*** Listed records Section Begins ***

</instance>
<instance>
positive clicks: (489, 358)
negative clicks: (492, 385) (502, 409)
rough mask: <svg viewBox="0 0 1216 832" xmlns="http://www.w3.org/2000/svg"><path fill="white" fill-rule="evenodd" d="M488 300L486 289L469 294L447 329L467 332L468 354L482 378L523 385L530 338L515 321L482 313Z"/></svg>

*** Listed records Section Ends ***

▸ **Exercise brief**: Turn every line of the records above into a numbered list, one line per number, and skip any blank lines.

▸ **Response area**:
1. </instance>
2. <instance>
3. positive clicks: (489, 358)
4. negative clicks: (492, 385) (502, 409)
5. rough mask: <svg viewBox="0 0 1216 832" xmlns="http://www.w3.org/2000/svg"><path fill="white" fill-rule="evenodd" d="M488 300L486 289L469 294L447 329L467 332L468 354L482 378L523 385L530 338L515 321L482 313Z"/></svg>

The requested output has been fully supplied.